TASK GOAL: Render the material, everything from the line containing "like x=27 y=828." down to the line containing "x=934 y=628", as a two-column CSV headed input and output, with one row for each text and its answer. Put each text and each answer in a single quoted field, with line breaks replaced by spaces.

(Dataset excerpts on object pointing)
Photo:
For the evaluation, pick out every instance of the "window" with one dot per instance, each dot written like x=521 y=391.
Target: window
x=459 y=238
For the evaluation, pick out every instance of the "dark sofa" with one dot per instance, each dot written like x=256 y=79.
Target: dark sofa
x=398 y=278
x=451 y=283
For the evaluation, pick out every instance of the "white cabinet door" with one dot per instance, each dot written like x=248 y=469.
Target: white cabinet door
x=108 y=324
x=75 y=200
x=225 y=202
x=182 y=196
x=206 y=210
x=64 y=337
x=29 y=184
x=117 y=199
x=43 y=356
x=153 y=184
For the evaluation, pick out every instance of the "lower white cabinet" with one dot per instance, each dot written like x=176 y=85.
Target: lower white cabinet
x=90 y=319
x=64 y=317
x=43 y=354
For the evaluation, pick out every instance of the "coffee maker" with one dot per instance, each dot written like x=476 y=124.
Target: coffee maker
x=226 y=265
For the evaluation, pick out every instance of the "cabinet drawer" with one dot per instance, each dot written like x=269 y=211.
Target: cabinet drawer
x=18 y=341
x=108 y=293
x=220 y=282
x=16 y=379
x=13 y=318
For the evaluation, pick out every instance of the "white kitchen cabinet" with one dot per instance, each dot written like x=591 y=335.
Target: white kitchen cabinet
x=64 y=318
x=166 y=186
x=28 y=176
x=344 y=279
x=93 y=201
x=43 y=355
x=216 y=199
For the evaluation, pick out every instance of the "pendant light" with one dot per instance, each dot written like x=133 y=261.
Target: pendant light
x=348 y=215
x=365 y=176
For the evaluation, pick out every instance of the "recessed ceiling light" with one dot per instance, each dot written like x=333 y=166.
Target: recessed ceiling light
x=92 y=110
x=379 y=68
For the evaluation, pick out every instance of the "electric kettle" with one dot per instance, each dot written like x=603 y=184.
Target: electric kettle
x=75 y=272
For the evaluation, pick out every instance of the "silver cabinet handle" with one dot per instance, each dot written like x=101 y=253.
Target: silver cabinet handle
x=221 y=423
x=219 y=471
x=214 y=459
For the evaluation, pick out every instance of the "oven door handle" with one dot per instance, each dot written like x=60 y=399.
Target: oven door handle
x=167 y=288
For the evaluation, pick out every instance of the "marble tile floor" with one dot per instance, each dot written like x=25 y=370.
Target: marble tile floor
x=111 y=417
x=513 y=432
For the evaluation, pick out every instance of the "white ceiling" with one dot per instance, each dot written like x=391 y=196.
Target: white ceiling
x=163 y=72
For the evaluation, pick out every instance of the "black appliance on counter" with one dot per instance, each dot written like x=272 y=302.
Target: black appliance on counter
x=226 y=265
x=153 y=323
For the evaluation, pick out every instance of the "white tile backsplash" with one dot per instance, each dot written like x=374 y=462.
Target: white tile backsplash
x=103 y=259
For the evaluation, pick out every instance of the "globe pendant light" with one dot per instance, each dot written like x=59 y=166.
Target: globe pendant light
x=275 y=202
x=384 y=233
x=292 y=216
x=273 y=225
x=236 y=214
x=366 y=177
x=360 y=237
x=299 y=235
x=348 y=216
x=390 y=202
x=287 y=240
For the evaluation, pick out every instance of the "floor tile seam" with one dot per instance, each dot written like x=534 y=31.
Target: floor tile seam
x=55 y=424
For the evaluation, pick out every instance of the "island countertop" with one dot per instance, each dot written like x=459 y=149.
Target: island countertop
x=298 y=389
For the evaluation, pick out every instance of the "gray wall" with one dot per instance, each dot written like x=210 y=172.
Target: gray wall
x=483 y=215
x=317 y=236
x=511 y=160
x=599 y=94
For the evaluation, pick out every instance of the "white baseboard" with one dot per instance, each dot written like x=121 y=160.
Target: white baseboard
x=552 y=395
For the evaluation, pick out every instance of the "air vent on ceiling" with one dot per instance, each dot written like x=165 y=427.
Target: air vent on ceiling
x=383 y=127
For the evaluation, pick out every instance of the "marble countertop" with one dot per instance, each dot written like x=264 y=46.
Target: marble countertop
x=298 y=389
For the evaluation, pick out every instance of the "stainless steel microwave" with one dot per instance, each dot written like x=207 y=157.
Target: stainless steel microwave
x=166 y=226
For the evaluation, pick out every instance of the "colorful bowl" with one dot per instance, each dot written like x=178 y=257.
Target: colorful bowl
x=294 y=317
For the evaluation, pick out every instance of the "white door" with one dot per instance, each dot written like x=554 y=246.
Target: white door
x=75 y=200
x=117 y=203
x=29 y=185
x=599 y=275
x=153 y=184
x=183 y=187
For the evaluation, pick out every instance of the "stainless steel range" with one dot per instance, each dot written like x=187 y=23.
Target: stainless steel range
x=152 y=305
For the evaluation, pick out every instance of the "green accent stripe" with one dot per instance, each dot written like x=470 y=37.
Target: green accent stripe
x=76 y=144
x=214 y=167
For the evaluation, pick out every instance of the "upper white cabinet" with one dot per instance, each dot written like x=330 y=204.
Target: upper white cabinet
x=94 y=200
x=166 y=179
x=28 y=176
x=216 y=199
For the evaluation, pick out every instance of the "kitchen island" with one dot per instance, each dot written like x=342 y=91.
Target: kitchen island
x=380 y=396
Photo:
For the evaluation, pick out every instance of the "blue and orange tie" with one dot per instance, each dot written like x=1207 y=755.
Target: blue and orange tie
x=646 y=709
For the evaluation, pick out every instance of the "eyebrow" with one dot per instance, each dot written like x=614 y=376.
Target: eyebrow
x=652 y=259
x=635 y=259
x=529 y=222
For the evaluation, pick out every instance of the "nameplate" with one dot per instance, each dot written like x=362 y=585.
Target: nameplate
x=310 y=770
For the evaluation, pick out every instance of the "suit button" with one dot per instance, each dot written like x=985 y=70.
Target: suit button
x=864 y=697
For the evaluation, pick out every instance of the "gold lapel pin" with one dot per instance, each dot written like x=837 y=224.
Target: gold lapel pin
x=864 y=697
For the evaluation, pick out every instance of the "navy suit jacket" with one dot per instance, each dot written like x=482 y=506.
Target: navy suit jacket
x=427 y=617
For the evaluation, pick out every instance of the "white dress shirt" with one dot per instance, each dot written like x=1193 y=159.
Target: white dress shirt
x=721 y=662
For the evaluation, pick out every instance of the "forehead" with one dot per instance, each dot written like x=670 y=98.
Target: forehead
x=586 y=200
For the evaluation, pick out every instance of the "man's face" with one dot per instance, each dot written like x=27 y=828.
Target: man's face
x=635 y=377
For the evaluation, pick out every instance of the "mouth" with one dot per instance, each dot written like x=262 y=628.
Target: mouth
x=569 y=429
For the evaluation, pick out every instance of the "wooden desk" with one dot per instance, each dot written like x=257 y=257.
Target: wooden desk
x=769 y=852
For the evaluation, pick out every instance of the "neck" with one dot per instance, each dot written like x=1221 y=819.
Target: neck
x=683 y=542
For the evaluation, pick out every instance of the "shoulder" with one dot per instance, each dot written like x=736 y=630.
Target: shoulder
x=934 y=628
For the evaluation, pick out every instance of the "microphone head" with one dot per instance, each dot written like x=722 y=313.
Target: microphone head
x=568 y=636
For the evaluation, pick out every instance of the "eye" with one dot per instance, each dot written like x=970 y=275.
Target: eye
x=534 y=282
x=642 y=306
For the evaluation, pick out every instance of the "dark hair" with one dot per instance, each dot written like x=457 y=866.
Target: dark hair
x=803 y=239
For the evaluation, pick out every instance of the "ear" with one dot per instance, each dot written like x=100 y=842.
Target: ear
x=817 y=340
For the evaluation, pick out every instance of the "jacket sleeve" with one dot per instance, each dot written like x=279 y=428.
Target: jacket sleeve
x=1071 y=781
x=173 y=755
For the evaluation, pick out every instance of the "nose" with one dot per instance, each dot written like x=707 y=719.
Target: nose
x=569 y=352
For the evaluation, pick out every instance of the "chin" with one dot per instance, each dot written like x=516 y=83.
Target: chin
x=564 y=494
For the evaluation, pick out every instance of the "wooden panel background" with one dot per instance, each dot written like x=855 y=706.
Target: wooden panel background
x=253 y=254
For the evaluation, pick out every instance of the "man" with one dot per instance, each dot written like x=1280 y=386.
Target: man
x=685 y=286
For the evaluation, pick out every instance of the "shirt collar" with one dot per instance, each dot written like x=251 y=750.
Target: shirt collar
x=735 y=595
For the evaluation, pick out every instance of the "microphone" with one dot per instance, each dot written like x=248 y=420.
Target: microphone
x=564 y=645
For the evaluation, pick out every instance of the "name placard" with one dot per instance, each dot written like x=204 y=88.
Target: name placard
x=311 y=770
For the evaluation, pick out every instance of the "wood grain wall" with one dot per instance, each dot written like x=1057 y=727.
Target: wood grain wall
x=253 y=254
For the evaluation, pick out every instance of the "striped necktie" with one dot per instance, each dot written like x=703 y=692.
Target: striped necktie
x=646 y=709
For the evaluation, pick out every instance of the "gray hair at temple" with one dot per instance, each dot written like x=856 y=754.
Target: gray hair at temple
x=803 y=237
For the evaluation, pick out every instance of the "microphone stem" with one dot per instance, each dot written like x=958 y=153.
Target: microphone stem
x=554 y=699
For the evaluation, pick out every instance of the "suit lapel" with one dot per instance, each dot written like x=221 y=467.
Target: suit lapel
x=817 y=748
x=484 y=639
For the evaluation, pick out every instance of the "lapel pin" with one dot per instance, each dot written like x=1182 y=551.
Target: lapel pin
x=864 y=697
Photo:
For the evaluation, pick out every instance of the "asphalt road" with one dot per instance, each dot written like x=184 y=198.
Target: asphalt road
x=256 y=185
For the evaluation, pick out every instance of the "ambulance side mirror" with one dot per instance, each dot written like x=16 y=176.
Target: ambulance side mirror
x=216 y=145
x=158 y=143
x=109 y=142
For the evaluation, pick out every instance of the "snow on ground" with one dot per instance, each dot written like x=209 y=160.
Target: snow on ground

FULL RESPONSE:
input,output
"For the evaluation, pick out every instance of the ""man's face"" with one dot per instance, each dot written like x=27 y=828. Target: man's face","x=635 y=377"
"For the evaluation, pick out every instance of the ""mouth"" with one dot per instance, each dot written like x=262 y=628. Target: mouth","x=569 y=429"
"For the evaluation, pick out every instance of the ""wooden desk"" with one dot per instance, each dot written like x=257 y=257. Target: wooden desk","x=769 y=852"
"For the evaluation, pick out every instance of the ""neck"" with one dot per instance, each dot written like x=1221 y=819. Target: neck","x=683 y=542"
"For the evaluation, pick out every instance of the ""shoulder"" with one dot per instance, each dot written like x=736 y=630. Target: shoulder","x=934 y=628"